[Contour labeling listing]
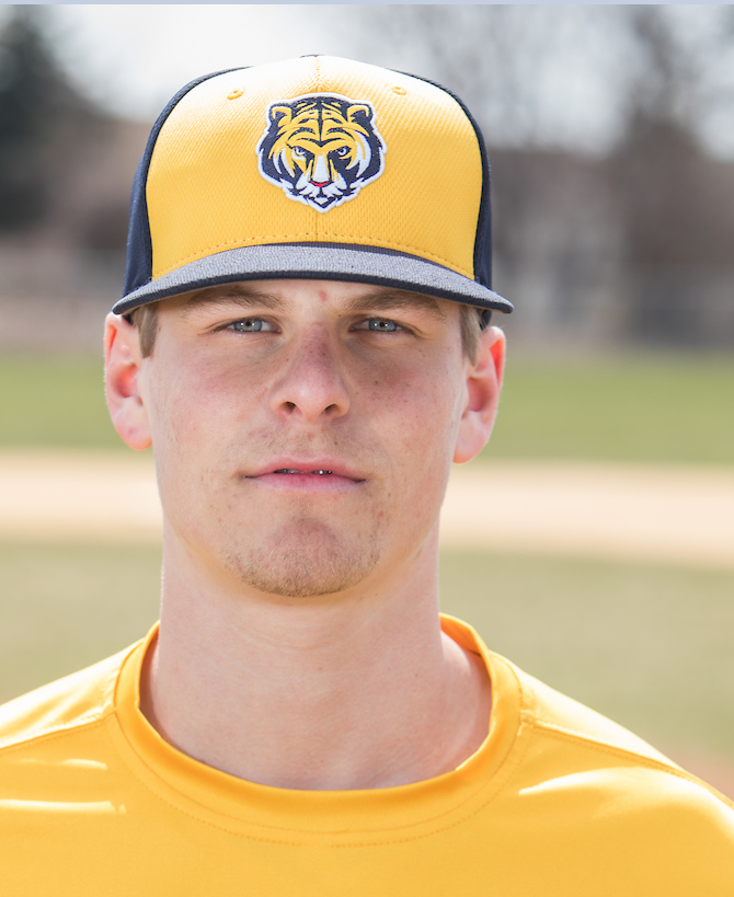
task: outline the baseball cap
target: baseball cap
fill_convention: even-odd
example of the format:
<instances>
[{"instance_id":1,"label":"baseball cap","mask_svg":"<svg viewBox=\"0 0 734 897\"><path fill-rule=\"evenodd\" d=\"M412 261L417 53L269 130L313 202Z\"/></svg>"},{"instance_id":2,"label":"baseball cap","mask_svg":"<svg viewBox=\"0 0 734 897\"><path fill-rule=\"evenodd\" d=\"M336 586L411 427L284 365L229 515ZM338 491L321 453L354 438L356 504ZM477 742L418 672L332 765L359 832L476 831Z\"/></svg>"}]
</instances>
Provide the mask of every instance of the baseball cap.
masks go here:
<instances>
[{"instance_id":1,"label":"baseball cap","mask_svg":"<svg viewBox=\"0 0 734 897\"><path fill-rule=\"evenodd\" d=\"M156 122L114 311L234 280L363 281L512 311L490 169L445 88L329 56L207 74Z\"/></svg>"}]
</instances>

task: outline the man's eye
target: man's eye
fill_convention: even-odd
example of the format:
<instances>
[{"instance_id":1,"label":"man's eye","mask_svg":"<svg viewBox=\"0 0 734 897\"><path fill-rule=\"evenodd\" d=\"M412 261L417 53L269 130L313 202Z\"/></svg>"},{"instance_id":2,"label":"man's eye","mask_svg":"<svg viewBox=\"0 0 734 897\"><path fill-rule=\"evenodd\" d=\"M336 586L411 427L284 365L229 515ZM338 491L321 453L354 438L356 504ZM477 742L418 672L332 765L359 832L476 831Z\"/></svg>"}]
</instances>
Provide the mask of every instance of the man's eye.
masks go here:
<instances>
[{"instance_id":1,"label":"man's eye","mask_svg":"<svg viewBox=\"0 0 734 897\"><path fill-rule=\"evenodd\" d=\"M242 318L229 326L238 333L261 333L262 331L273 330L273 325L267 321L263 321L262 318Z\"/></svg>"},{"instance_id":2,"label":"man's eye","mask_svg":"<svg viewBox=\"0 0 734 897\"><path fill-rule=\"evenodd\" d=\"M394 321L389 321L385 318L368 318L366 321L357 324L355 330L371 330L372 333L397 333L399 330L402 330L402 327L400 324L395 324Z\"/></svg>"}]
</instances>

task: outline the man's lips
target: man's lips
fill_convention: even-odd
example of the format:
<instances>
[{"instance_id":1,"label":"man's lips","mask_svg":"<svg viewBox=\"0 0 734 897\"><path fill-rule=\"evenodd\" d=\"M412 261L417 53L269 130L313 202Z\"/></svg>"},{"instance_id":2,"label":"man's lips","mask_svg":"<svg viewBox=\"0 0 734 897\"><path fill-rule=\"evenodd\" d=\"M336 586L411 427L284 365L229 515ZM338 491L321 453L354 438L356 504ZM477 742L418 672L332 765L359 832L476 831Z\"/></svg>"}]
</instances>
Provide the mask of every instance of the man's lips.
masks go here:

**PROMPT**
Recast every line of the listing above as a JSON list of strings, one string per line, skipping blank lines. Leave the pictures out of the result.

**ANSWER TO THE EXERCISE**
[
  "task: outline the baseball cap",
  "target: baseball cap",
  "fill_convention: even-odd",
  "example of the format:",
  "<instances>",
  "[{\"instance_id\":1,\"label\":\"baseball cap\",\"mask_svg\":\"<svg viewBox=\\\"0 0 734 897\\\"><path fill-rule=\\\"evenodd\\\" d=\\\"M412 261L417 53L269 130L313 202Z\\\"/></svg>\"},{\"instance_id\":2,\"label\":\"baseball cap\",\"mask_svg\":\"<svg viewBox=\\\"0 0 734 897\\\"><path fill-rule=\\\"evenodd\\\" d=\\\"M336 586L411 427L284 365L229 515ZM338 491L321 453L354 438L356 504ZM477 742L418 672L332 765L359 832L476 831Z\\\"/></svg>\"}]",
  "</instances>",
  "Provide the mask of every instance of the baseball cap.",
  "masks go here:",
  "<instances>",
  "[{\"instance_id\":1,\"label\":\"baseball cap\",\"mask_svg\":\"<svg viewBox=\\\"0 0 734 897\\\"><path fill-rule=\\\"evenodd\\\" d=\\\"M156 122L114 311L234 280L363 281L512 311L490 169L445 88L329 56L207 74Z\\\"/></svg>\"}]",
  "</instances>",
  "task: outline the man's eye",
  "target: man's eye",
  "fill_convention: even-odd",
  "example of the format:",
  "<instances>",
  "[{\"instance_id\":1,\"label\":\"man's eye\",\"mask_svg\":\"<svg viewBox=\\\"0 0 734 897\\\"><path fill-rule=\\\"evenodd\\\" d=\\\"M412 261L417 53L269 130L313 202Z\\\"/></svg>\"},{\"instance_id\":2,\"label\":\"man's eye\",\"mask_svg\":\"<svg viewBox=\\\"0 0 734 897\\\"><path fill-rule=\\\"evenodd\\\" d=\\\"M336 586L411 427L284 365L229 515ZM338 491L321 453L354 438L356 504ZM477 742L418 672L332 765L359 832L476 831Z\\\"/></svg>\"}]",
  "</instances>",
  "Provide the mask of every instance of the man's eye.",
  "masks go here:",
  "<instances>",
  "[{\"instance_id\":1,\"label\":\"man's eye\",\"mask_svg\":\"<svg viewBox=\\\"0 0 734 897\\\"><path fill-rule=\\\"evenodd\\\" d=\\\"M242 318L229 326L238 333L261 333L262 331L273 330L273 325L267 321L263 321L262 318Z\\\"/></svg>\"},{\"instance_id\":2,\"label\":\"man's eye\",\"mask_svg\":\"<svg viewBox=\\\"0 0 734 897\\\"><path fill-rule=\\\"evenodd\\\" d=\\\"M394 321L389 321L385 318L368 318L366 321L357 324L355 330L371 330L372 333L397 333L399 330L402 330L402 327L400 324L395 324Z\\\"/></svg>\"}]",
  "</instances>",
  "task: outline the man's lips",
  "target: man's lips",
  "fill_convention: even-odd",
  "example of the format:",
  "<instances>",
  "[{\"instance_id\":1,\"label\":\"man's lips\",\"mask_svg\":\"<svg viewBox=\\\"0 0 734 897\\\"><path fill-rule=\\\"evenodd\\\" d=\\\"M412 261L417 53L269 130L313 202Z\\\"/></svg>\"},{\"instance_id\":2,\"label\":\"man's lips\",\"mask_svg\":\"<svg viewBox=\\\"0 0 734 897\\\"><path fill-rule=\\\"evenodd\\\" d=\\\"M336 586L411 427L284 365L229 515ZM338 491L321 453L354 438L356 504ZM477 742L418 672L332 765L359 832L476 831Z\\\"/></svg>\"}]",
  "</instances>",
  "Provide the mask of every instance of the man's lips.",
  "masks go here:"
]